Records to process:
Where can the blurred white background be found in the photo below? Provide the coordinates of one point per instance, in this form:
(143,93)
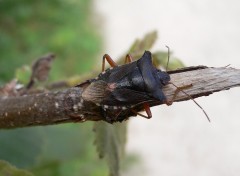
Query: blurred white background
(178,140)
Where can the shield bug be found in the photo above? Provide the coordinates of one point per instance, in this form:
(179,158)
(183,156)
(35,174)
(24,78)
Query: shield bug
(123,87)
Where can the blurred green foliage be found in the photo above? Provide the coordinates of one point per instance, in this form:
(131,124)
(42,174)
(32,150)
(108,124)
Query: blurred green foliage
(28,30)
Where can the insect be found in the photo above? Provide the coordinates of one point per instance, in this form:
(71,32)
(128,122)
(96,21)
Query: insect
(123,87)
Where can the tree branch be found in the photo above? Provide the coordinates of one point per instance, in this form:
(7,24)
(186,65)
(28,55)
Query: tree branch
(68,105)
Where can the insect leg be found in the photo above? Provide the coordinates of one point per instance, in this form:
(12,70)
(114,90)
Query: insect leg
(178,89)
(128,58)
(109,60)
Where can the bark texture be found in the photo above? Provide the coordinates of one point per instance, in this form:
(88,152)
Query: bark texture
(69,106)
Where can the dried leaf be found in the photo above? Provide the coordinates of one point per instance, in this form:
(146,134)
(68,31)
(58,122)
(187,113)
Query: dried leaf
(40,69)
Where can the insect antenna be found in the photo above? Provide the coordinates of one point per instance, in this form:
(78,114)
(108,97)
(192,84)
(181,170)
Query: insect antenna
(168,57)
(192,100)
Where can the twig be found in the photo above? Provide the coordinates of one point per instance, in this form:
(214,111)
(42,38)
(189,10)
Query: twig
(68,105)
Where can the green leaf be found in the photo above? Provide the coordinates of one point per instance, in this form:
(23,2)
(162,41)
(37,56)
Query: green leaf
(110,141)
(21,147)
(7,169)
(145,44)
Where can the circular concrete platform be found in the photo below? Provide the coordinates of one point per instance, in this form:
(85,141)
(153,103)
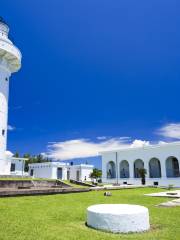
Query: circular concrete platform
(118,218)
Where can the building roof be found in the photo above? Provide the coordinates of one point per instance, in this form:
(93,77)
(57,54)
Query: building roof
(145,147)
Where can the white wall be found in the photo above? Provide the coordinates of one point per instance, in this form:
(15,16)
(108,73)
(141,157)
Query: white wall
(49,170)
(162,152)
(10,61)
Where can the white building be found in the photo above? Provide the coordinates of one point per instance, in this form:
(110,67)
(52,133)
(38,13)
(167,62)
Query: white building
(10,62)
(17,164)
(161,162)
(60,170)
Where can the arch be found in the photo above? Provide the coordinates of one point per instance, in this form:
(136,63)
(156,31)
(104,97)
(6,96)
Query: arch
(154,168)
(138,164)
(124,169)
(111,170)
(172,167)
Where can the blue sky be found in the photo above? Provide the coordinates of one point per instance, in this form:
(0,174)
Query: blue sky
(91,69)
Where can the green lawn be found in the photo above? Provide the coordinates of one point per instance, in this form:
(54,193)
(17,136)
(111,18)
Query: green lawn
(63,216)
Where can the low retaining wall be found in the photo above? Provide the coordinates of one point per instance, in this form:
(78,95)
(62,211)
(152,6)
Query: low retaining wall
(31,184)
(49,191)
(82,183)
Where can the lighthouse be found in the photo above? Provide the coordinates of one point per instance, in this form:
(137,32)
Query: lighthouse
(10,62)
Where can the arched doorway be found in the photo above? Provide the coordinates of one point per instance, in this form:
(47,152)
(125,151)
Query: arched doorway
(124,169)
(154,168)
(138,164)
(172,167)
(111,170)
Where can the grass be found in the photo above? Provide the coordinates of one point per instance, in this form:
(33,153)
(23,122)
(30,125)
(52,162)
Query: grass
(63,216)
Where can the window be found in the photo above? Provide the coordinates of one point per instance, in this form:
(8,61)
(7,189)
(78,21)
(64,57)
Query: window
(13,167)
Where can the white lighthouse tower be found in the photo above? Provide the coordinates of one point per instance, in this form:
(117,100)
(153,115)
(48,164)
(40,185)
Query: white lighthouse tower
(10,62)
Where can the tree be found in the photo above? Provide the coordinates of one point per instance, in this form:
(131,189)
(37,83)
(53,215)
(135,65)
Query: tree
(96,173)
(142,173)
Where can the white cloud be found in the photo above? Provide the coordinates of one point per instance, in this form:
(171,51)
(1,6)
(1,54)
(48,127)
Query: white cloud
(102,138)
(11,128)
(139,143)
(171,130)
(81,148)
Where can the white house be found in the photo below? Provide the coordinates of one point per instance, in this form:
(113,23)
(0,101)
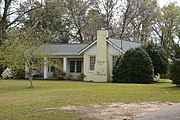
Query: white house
(95,60)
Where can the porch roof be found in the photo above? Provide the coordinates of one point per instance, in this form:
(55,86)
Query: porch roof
(62,49)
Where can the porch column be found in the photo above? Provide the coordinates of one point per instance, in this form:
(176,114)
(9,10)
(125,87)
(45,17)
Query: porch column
(45,68)
(65,64)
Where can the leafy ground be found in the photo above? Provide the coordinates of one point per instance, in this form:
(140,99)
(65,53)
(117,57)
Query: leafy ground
(18,102)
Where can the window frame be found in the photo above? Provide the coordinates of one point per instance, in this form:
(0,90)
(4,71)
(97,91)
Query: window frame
(114,62)
(90,62)
(75,66)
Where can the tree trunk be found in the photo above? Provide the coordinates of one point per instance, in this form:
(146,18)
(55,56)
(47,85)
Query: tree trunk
(30,81)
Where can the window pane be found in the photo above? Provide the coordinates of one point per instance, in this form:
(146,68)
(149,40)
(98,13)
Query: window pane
(78,66)
(92,62)
(72,66)
(114,59)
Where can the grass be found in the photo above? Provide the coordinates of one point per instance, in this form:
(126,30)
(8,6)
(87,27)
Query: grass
(18,102)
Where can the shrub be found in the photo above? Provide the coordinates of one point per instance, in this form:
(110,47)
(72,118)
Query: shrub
(135,67)
(158,57)
(175,68)
(18,74)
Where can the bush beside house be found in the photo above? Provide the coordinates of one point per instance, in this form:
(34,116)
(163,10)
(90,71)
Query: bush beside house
(135,67)
(158,57)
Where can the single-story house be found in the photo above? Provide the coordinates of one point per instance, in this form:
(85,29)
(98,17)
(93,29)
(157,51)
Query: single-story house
(94,60)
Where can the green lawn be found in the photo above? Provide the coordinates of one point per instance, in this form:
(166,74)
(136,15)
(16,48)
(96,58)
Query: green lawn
(18,102)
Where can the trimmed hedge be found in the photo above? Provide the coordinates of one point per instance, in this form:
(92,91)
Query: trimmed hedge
(135,67)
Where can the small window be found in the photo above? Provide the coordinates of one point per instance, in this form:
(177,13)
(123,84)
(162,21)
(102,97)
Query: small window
(78,66)
(114,59)
(72,66)
(92,62)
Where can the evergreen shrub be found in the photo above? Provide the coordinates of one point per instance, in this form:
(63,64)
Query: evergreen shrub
(134,67)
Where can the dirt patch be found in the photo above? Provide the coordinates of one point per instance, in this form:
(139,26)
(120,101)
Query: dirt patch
(114,111)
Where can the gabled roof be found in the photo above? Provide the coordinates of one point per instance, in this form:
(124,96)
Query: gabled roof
(62,49)
(121,45)
(78,49)
(124,44)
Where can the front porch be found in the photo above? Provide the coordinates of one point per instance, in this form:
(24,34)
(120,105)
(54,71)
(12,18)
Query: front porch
(67,67)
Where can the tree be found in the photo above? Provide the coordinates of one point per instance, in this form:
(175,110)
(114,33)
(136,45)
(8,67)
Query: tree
(7,12)
(135,67)
(158,57)
(167,27)
(22,48)
(175,66)
(136,19)
(52,17)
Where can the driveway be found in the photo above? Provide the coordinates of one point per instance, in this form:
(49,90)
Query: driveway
(169,113)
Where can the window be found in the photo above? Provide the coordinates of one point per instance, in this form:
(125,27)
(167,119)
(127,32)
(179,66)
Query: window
(92,62)
(75,66)
(114,59)
(72,66)
(78,66)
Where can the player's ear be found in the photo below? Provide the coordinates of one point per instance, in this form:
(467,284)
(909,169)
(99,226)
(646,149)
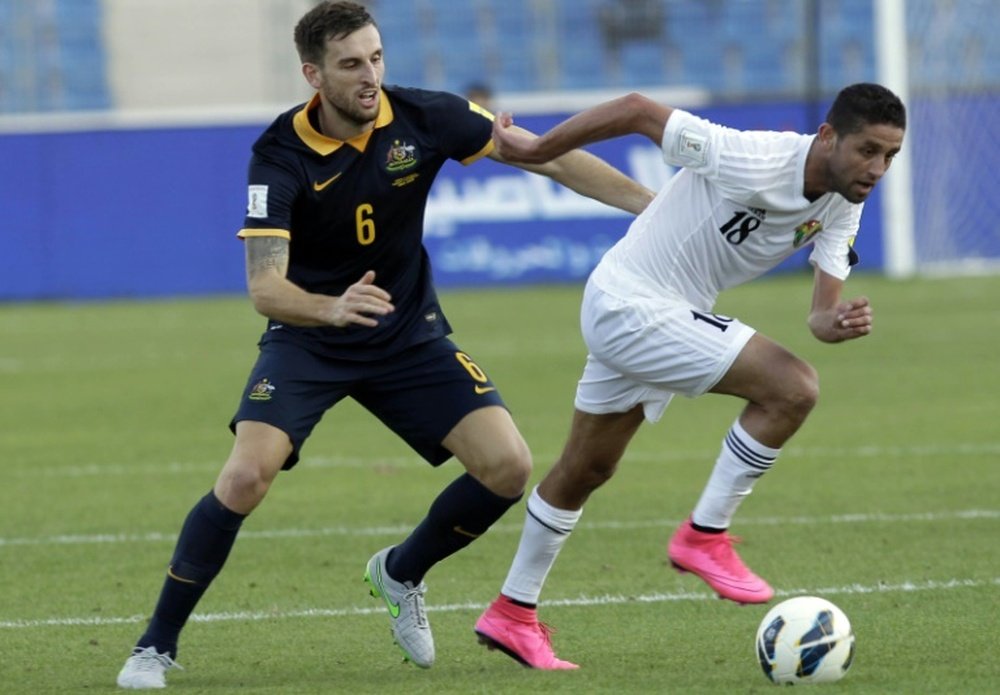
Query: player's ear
(312,74)
(827,135)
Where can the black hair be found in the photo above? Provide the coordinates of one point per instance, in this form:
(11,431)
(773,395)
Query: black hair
(865,104)
(328,20)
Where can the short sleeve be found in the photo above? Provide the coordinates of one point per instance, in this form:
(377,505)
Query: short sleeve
(832,252)
(271,192)
(465,129)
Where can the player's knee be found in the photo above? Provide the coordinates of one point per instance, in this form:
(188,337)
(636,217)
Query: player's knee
(505,472)
(241,487)
(801,393)
(589,472)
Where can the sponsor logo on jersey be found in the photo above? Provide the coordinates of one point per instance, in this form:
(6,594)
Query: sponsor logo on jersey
(806,231)
(261,391)
(401,156)
(257,201)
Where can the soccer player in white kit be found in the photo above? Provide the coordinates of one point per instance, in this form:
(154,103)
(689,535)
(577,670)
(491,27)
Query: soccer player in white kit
(742,202)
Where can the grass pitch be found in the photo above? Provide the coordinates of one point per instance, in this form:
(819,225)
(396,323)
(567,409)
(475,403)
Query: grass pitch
(114,422)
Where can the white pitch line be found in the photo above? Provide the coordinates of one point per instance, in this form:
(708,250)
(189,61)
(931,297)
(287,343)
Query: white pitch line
(186,467)
(580,601)
(389,531)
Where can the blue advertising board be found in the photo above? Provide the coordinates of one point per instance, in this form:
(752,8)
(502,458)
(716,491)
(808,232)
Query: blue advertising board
(142,212)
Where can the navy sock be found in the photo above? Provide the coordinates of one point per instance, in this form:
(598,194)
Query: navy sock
(204,543)
(461,513)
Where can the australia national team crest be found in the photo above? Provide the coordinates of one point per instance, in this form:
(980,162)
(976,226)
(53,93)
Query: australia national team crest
(261,391)
(806,231)
(401,156)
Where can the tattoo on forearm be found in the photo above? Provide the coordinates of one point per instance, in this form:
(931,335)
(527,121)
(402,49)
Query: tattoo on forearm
(266,253)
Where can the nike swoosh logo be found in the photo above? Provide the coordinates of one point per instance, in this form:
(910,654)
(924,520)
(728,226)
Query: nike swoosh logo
(320,185)
(170,573)
(393,607)
(463,532)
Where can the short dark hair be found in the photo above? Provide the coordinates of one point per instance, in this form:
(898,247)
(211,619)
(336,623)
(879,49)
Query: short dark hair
(865,104)
(328,20)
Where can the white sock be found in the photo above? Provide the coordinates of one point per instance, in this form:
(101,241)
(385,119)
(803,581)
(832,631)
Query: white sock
(545,530)
(742,461)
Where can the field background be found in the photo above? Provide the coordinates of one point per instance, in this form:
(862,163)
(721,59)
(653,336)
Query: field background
(112,423)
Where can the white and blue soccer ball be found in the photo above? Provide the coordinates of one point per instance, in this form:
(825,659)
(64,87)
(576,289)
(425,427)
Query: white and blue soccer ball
(805,639)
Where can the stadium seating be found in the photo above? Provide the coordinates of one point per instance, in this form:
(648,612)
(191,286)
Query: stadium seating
(52,55)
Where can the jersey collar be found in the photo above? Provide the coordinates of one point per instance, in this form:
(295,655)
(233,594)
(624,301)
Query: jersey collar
(324,145)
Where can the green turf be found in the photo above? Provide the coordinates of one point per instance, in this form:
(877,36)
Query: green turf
(114,422)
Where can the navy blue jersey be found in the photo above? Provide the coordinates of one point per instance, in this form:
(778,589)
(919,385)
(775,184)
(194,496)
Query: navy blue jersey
(357,205)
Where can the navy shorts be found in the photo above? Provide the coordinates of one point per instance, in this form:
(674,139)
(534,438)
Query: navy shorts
(420,394)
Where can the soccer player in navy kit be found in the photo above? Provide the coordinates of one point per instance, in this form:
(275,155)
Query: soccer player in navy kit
(335,261)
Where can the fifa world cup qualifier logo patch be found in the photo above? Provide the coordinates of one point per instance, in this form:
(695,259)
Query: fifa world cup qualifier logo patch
(806,231)
(261,391)
(401,156)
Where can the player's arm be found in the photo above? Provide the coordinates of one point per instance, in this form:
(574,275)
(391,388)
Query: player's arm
(832,320)
(557,156)
(276,297)
(627,115)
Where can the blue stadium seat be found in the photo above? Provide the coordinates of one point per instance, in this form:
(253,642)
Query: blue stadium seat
(642,63)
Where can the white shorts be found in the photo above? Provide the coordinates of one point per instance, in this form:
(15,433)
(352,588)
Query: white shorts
(645,349)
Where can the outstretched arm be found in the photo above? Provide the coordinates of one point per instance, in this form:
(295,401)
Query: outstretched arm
(632,113)
(832,320)
(278,298)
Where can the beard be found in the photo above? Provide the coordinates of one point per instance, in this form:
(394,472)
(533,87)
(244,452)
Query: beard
(352,112)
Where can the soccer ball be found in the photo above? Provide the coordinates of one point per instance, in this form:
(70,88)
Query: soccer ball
(805,639)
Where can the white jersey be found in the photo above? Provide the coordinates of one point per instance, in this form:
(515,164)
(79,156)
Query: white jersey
(734,211)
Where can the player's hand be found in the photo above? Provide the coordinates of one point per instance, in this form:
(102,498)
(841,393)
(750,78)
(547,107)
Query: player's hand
(360,303)
(512,144)
(846,321)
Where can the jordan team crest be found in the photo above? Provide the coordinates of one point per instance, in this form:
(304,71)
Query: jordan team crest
(261,391)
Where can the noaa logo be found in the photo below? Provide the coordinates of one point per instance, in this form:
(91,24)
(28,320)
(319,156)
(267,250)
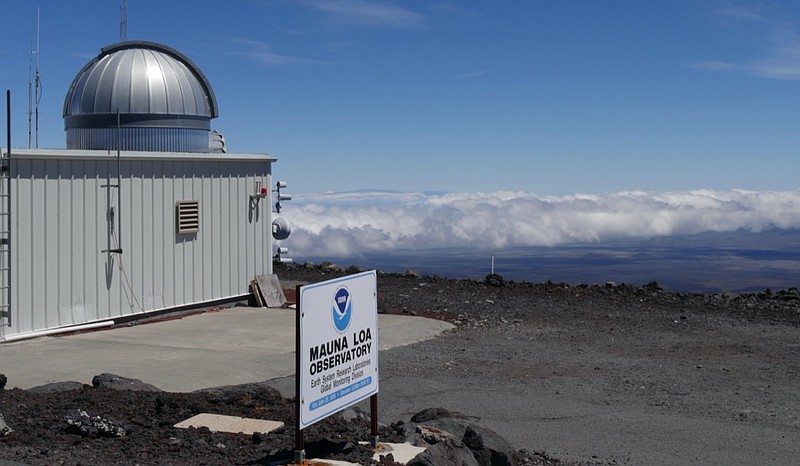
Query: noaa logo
(342,309)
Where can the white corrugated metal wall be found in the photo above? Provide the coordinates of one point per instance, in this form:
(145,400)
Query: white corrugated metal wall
(60,225)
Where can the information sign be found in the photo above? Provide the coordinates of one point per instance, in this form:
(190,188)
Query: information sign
(337,345)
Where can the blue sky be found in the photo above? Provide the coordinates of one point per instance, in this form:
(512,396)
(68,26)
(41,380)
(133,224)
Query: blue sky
(551,98)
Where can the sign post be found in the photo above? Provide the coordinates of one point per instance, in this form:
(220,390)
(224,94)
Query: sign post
(337,350)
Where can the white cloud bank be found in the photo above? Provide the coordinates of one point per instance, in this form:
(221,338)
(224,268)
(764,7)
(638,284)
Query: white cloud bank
(349,224)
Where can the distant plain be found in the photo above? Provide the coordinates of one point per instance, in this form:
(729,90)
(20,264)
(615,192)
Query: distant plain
(705,263)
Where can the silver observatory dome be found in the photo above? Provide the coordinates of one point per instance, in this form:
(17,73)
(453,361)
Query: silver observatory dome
(163,100)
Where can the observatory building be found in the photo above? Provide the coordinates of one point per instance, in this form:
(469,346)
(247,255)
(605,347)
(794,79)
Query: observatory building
(142,212)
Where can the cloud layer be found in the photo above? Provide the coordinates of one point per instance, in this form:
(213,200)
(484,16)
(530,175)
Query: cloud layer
(349,224)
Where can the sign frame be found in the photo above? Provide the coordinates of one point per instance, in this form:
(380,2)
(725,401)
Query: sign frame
(337,346)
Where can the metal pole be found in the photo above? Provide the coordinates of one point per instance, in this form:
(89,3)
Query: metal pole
(373,413)
(119,187)
(299,443)
(8,198)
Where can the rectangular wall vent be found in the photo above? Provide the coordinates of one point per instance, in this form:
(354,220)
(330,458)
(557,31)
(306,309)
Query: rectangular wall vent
(188,215)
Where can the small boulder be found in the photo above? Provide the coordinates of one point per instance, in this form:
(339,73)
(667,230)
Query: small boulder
(489,448)
(57,387)
(451,452)
(117,382)
(4,429)
(429,414)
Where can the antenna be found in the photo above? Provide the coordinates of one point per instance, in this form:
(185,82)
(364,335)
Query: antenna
(30,89)
(37,78)
(123,21)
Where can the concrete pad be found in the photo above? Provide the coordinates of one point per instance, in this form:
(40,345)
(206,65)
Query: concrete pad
(231,424)
(228,347)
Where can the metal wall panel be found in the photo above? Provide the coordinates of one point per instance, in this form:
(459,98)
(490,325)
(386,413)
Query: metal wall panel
(60,225)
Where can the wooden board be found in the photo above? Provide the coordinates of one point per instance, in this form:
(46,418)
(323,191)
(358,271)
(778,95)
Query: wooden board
(256,293)
(270,288)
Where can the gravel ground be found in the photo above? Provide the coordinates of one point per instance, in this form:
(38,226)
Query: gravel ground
(601,374)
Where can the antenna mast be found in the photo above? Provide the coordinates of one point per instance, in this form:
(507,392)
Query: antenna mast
(30,90)
(37,78)
(123,22)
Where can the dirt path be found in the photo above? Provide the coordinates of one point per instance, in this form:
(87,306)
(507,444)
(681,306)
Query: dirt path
(592,378)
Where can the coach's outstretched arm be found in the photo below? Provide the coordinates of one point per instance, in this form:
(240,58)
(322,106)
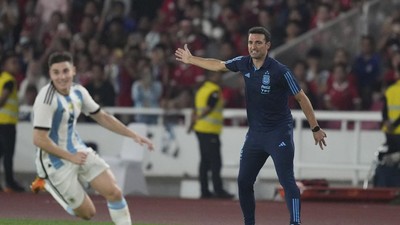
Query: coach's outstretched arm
(184,55)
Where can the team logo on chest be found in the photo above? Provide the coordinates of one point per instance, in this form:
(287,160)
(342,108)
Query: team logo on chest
(266,80)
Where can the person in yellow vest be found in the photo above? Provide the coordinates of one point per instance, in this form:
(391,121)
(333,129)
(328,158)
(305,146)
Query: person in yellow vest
(8,118)
(207,122)
(387,173)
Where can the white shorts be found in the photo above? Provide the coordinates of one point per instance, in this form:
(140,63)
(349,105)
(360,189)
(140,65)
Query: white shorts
(67,180)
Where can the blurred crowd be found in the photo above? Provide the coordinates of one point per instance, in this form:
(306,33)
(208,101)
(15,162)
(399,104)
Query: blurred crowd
(124,49)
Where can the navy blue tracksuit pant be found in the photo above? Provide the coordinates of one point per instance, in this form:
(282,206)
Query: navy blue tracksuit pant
(257,148)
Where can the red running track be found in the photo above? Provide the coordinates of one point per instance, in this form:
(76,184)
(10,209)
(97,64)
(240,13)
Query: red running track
(173,211)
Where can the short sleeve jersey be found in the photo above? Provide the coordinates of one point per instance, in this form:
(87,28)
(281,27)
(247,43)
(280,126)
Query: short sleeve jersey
(267,92)
(59,113)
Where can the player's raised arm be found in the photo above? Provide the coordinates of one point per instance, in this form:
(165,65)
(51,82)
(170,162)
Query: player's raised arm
(184,55)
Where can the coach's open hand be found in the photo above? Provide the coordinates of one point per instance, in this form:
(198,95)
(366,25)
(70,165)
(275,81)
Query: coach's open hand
(319,138)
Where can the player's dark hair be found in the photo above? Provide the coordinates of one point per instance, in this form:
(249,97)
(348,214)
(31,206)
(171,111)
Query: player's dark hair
(58,57)
(261,30)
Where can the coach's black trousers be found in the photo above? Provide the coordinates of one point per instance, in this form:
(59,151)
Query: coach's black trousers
(210,160)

Exercise task:
Leave out every line before the one containing "Where can the blurred crowd"; set down that line and all remaining lines of the material exactly.

In response:
Where can the blurred crowd be found in the photo above? Provide the coordinates of one point per instance, in this form:
(306,33)
(208,101)
(15,162)
(399,104)
Query: blurred crowd
(124,49)
Where can the navy blue tracksuit pant be found in the photo above? Provide the coordinates of one point per instance, in this form:
(282,206)
Query: navy blue tracksuit pant
(257,148)
Where can the red running track be found in the photo above? Provide the coordinates of one point per instance, in this form:
(76,184)
(10,209)
(97,64)
(240,13)
Query: red running track
(173,211)
Where can the short sleeve jersey be found in the photo above? Provide the coordinates of one point per instance, in this form:
(87,28)
(281,27)
(247,43)
(280,126)
Query: short sleeve jersey
(267,92)
(59,113)
Where can the player's raised arm be found in the photo above? Provide the coordinates of one point per instance, in this form:
(165,65)
(51,82)
(170,162)
Query: player's raised arm
(184,55)
Where can the coach's open hand be found in the photo above? Provide the coordinates of one point per instance, in this form:
(198,95)
(366,25)
(70,165)
(275,81)
Query: coach's open hand
(319,138)
Where can the player's dark hair be found in the photo above? Provide the coordinates of one point per instance, in this form:
(249,97)
(348,214)
(31,206)
(171,111)
Query: player's dark hair
(58,57)
(261,30)
Where can the coach's black trousers be found in the photo above? Provide the coordinates of one point per instance, in this form:
(59,151)
Query: coach's black trousers
(210,160)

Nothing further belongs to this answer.